What is expected ▸
Would you transcribe all of the entries that follow, word for word?

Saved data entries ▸
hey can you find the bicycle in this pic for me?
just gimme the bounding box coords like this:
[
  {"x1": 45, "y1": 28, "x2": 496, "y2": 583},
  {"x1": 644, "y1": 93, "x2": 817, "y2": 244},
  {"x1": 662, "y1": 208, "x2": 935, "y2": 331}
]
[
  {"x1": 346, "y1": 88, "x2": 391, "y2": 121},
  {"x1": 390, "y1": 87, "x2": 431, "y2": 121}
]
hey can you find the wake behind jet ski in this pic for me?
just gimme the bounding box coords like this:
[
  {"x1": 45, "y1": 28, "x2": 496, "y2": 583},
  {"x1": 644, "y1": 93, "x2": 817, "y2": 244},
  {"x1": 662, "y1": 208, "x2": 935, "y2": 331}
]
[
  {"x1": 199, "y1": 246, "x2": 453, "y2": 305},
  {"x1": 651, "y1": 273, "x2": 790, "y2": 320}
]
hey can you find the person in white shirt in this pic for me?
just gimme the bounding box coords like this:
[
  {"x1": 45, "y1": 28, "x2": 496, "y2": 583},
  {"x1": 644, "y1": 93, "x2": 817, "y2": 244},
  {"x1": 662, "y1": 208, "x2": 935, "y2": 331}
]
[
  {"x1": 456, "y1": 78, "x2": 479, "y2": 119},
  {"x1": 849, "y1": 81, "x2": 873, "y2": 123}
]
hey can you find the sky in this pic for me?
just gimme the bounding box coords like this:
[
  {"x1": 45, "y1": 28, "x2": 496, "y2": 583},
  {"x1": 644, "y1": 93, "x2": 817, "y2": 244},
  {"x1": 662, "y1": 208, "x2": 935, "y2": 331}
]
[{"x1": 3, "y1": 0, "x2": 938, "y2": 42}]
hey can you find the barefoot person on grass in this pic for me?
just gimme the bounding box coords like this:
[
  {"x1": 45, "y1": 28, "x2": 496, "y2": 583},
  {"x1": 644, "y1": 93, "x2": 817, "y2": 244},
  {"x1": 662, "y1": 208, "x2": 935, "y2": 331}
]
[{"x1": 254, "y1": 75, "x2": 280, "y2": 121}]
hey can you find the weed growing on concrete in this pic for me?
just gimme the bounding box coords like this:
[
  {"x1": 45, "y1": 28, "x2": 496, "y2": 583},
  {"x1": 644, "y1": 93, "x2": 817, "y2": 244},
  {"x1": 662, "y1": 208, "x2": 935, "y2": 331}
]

Exercise answer ▸
hey can you find the bicycle in this pic for me?
just gimme the bounding box coords like this:
[
  {"x1": 45, "y1": 28, "x2": 496, "y2": 583},
  {"x1": 644, "y1": 93, "x2": 817, "y2": 244},
  {"x1": 662, "y1": 208, "x2": 935, "y2": 331}
]
[
  {"x1": 346, "y1": 88, "x2": 391, "y2": 121},
  {"x1": 390, "y1": 87, "x2": 431, "y2": 121}
]
hey can you find the wake behind jet ski in this pic for me?
just gimme the bounding box coords like this:
[
  {"x1": 45, "y1": 28, "x2": 496, "y2": 583},
  {"x1": 644, "y1": 93, "x2": 817, "y2": 244},
  {"x1": 662, "y1": 208, "x2": 935, "y2": 331}
]
[
  {"x1": 199, "y1": 246, "x2": 453, "y2": 305},
  {"x1": 651, "y1": 273, "x2": 790, "y2": 320}
]
hey can you find the person in white shirt in this pic for me?
just gimme the bounding box coords like this:
[
  {"x1": 45, "y1": 28, "x2": 496, "y2": 583},
  {"x1": 644, "y1": 93, "x2": 817, "y2": 244},
  {"x1": 662, "y1": 208, "x2": 935, "y2": 331}
]
[
  {"x1": 456, "y1": 78, "x2": 479, "y2": 119},
  {"x1": 849, "y1": 81, "x2": 873, "y2": 123}
]
hey can you find the sky in this pic for me?
just gimme the bounding box coords like this:
[
  {"x1": 45, "y1": 28, "x2": 496, "y2": 583},
  {"x1": 644, "y1": 93, "x2": 817, "y2": 244},
  {"x1": 662, "y1": 208, "x2": 935, "y2": 331}
]
[{"x1": 3, "y1": 0, "x2": 938, "y2": 42}]
hey can you find the barefoot person on grass in this pic for me?
just gimme the bounding box coords like this:
[
  {"x1": 45, "y1": 28, "x2": 496, "y2": 583},
  {"x1": 644, "y1": 93, "x2": 817, "y2": 244},
  {"x1": 662, "y1": 208, "x2": 935, "y2": 331}
]
[{"x1": 254, "y1": 75, "x2": 280, "y2": 121}]
hey can you find the weed growing on concrete in this pic for me?
just gimme the bounding box coords like this:
[
  {"x1": 45, "y1": 28, "x2": 496, "y2": 583},
  {"x1": 644, "y1": 93, "x2": 817, "y2": 244},
  {"x1": 662, "y1": 208, "x2": 935, "y2": 331}
]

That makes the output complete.